EX-99.1 2 a10-5982_2ex99d1.htm EX-99.1

Exhibit 99.1

 

 

 

Press Contact:

 

Barry Holt

 

203-517-3110

 

bholt@informationsg.com

 

 

 

Investor Contact:

 

David Berger

 

203-517-3104

 

dberger@informationsg.com

 

INFORMATION SERVICES GROUP ANNOUNCES

FIRST QUARTER 2010 FINANCIAL RESULTS

 

Company reports revenue of $34.8 million, adjusted EBITDA of $4.8 million

 and adjusted EPS of $0.07

 

New client wins, sourcing industry beginning to improve

 

TPI receives number one ranking

in the 2010 Global Outsourcing 100

 

STAMFORD, Conn., May 06, 2010 — Information Services Group, Inc. (ISG) (NASDAQ: III), an industry-leading, information-based services company, today announced financial results for the first quarter of 2010.

 

First Quarter 2010 Results

 

ISG reported total revenue of $34.8 million, an increase of $0.5 million, or 2%, from $34.3 million in the first quarter of 2009.  Revenue before client reimbursable expenses (fee revenue) totaled $32.2 million, an increase of 1% (down 4% before the impact of currency translation) from the prior year period.

 

Adjusted earnings before interest, taxes, depreciation, amortization and non-cash stock compensation and impairment charges (adjusted EBITDA, a non-GAAP measure) totaled $4.8 million, or 14.8% of fee revenue, compared with $5.1 million, or 16.0% of fee revenue, in the first quarter 2009.  Excluding the impact of currency translation, adjusted EBITDA declined $0.9 million or 15% from first quarter 2009 levels.  Operating income of $1.7 million compared with $2.1 million of operating income for the first quarter of 2009.  The decline in operating income and adjusted EBITDA was due to increased variable compensation expense, which was partially offset by increased income associated with higher revenue.

 

Reported fully diluted earnings per share (EPS) of $0.01 compared with $0.02 for the first quarter of 2009; fully diluted adjusted EPS of $0.07 was flat with the comparable EPS in the first quarter of 2009.

 

“The sourcing industry began to show signs of recovery in the first quarter.  Our investments in broadening our geographic footprint and expanding our industry verticals have resulted in several new

 



 

client wins, and we are well-positioned to take advantage of these opportunities during 2010,” said Michael P. Connors, Chairman and CEO of ISG.

 

TPI, Inc. (TPI) was recently ranked number one in the 2010 Global Outsourcing 100: World’s Best Outsourcing Advisors published in April by the International Association of Outsourcing Professionals (IAOP).  Mr. Connors added: “This ranking recognizes our leadership in the sourcing advisory industry and the outstanding value we deliver to our clients on a global basis.”

**RECORD EXTRACTS:**
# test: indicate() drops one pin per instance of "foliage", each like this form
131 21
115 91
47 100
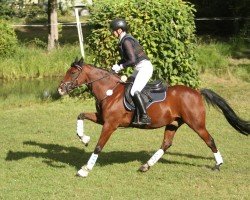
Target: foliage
164 28
221 8
40 155
11 9
8 39
32 61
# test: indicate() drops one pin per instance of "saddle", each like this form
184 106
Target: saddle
153 92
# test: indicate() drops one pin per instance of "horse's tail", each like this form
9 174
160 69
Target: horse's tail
217 101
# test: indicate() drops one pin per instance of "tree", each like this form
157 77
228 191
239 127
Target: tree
53 28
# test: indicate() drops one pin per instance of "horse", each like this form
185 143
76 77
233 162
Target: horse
182 104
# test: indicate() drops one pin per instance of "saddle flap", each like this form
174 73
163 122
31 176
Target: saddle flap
153 92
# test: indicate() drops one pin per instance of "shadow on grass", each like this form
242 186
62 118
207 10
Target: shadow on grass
56 155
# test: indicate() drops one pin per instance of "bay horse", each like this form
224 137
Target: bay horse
182 105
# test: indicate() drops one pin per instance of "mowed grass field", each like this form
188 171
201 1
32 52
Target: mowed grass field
40 154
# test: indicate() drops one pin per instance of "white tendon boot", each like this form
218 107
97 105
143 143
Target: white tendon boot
84 171
80 133
218 158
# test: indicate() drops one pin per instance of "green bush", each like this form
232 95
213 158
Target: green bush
8 39
164 28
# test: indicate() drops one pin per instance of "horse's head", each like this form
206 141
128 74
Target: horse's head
73 77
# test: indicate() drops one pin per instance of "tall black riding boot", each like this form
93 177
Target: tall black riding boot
144 118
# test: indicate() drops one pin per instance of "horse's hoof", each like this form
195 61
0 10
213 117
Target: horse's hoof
144 168
83 172
216 167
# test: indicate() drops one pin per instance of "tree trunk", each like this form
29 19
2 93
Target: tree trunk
53 28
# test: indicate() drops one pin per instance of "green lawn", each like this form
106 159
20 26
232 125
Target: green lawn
40 155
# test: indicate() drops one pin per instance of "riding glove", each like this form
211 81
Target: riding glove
117 68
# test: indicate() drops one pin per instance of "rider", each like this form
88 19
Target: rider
132 54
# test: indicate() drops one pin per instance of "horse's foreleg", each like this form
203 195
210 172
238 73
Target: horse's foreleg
107 130
167 142
80 126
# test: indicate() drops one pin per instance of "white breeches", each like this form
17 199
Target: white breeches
142 73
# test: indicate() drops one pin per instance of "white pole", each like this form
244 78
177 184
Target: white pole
79 29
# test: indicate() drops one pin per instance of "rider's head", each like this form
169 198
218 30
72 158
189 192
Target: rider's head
118 25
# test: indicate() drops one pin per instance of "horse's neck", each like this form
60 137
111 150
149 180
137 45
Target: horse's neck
101 81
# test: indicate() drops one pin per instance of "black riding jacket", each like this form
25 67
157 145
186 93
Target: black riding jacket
131 51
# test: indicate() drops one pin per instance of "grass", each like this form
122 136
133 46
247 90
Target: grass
40 154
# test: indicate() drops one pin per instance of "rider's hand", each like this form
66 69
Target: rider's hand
116 68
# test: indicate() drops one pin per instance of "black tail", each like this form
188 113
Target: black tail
240 125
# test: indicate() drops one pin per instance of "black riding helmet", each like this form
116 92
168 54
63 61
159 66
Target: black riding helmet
118 23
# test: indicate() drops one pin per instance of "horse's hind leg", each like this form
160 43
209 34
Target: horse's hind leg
80 126
167 142
199 127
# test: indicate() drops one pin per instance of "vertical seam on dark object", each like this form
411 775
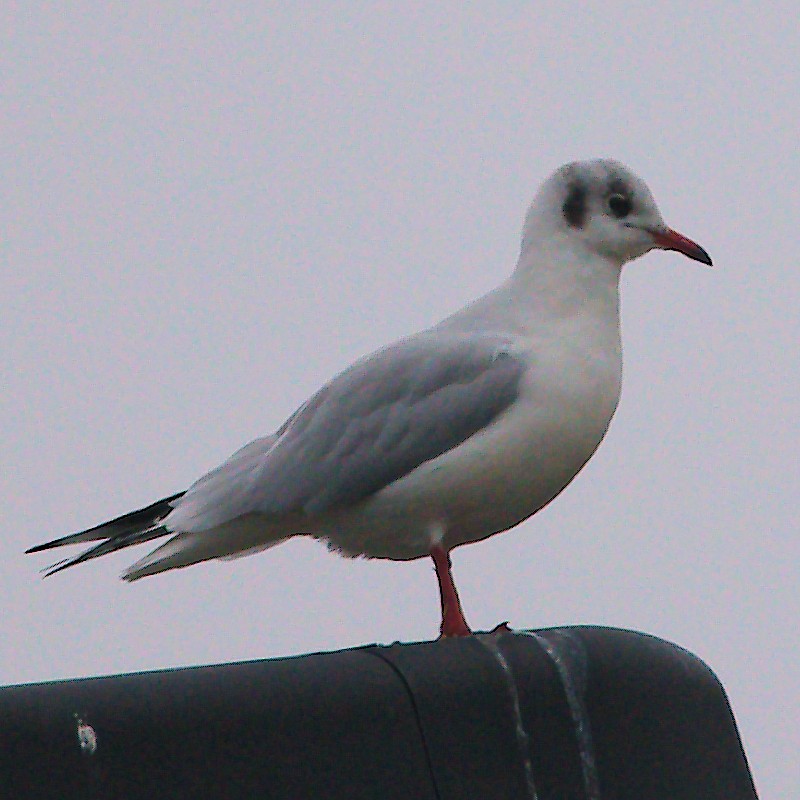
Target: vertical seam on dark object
490 642
577 710
397 671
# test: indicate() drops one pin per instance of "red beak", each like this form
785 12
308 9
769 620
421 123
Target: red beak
672 240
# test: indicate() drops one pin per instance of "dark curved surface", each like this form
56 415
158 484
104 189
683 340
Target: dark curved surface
570 713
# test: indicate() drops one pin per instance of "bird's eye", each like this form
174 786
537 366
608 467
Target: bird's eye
620 205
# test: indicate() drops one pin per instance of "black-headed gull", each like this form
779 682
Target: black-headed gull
450 435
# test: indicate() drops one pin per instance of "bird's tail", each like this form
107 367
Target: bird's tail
129 529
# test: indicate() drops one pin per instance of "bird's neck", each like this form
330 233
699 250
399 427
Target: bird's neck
561 281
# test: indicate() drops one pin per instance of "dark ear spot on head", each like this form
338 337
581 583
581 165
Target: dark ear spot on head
618 186
574 207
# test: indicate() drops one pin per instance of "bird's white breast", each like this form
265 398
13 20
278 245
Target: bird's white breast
512 468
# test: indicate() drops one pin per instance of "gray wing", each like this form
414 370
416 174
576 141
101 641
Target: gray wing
372 424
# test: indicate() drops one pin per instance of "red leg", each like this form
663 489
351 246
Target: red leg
453 622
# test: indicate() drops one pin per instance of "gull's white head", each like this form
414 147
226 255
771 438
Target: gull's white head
607 210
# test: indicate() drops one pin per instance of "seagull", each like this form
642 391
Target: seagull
448 436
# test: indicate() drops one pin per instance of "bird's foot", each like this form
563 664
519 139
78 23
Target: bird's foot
453 627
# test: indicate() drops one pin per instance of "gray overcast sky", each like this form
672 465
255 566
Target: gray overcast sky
208 211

**TO BE DONE:**
1/ Name every person in the ISG earnings release.
2/ Write the next part of the ISG earnings release, starting after its final sentence.
The data is separate from the ISG earnings release.

**RESPONSES BY TASK:**
1/ Barry Holt, David Berger, Michael P. Connors

2/
Fee Revenue by Geography

 

Revenue in the Americas increased 5% to $21.2 million for the quarter compared to $20.2 million in the year ago period due principally to higher levels of sourcing activity. Revenue from international operations decreased 12% on a constant currency basis and 3% including the impact of currency translation from first quarter 2009 levels.  The decline in international revenue was primarily due to lower levels of sourcing activity in Europe, offset by strength in Asia Pacific, as well as the favorable impact of foreign currency translation to U.S dollars on reported results.

 

Capital and Liquidity

 

Cash and cash equivalents totaled $37.8 million at March 31, 2010, a net decrease of $5.0 million from December 31, 2009.  The decrease in cash balances from year-end 2009 was principally attributable to term loan principal and interest payments and the timing of tax payments.

 

Total outstanding debt at March 31, 2010 was $69.8 million compared with $71.8 million at December 31, 2009.  ISG made principal repayments of $2.0 million during the first quarter of 2010.  No further principal repayments are required until the term loan matures in November 2014.

 

“Our solid balance sheet allows us to pursue potential acquisitions that align with our vision while at the same continuing to invest in all parts of our business,” said Mr. Connors.

 

Chairman and CEO continues share purchases

 

Michael Connors, ISG Chairman and CEO purchased 150,000 shares in a private transaction today for total purchases of 465,457 shares in the last six months.   With today’s purchase Mr. Connors now owns 7.3% of ISG’s outstanding shares.  “This purchase today continues to reflect the confidence I have in the future of ISG,” said Mr. Connors.

 

Conference Call

 

ISG has scheduled a conference call at 11:00 a.m. Eastern Time, Friday, May 7, 2010, to discuss the Company’s financial results.  The call can be accessed by dialing 1-(888) 857-6929 or for international callers 001 (719) 457-2601.  The access code is 5309458.

 

#   #   #

 

About Information Services Group, Inc.

 

Information Services Group, Inc. (ISG) was founded in 2006 to build an industry-leading, high-growth, information-based services company by acquiring and growing businesses in advisory, data, business and media information services.  In November 2007, ISG acquired TPI, the largest sourcing advisory firm in the world.  Based in Stamford, Connecticut, ISG has a proven leadership team with global experience in information-based services and a track record of creating significant value for shareowners, clients and employees.  For more, visit www.informationsg.com.

 

2



 

About TPI, Inc.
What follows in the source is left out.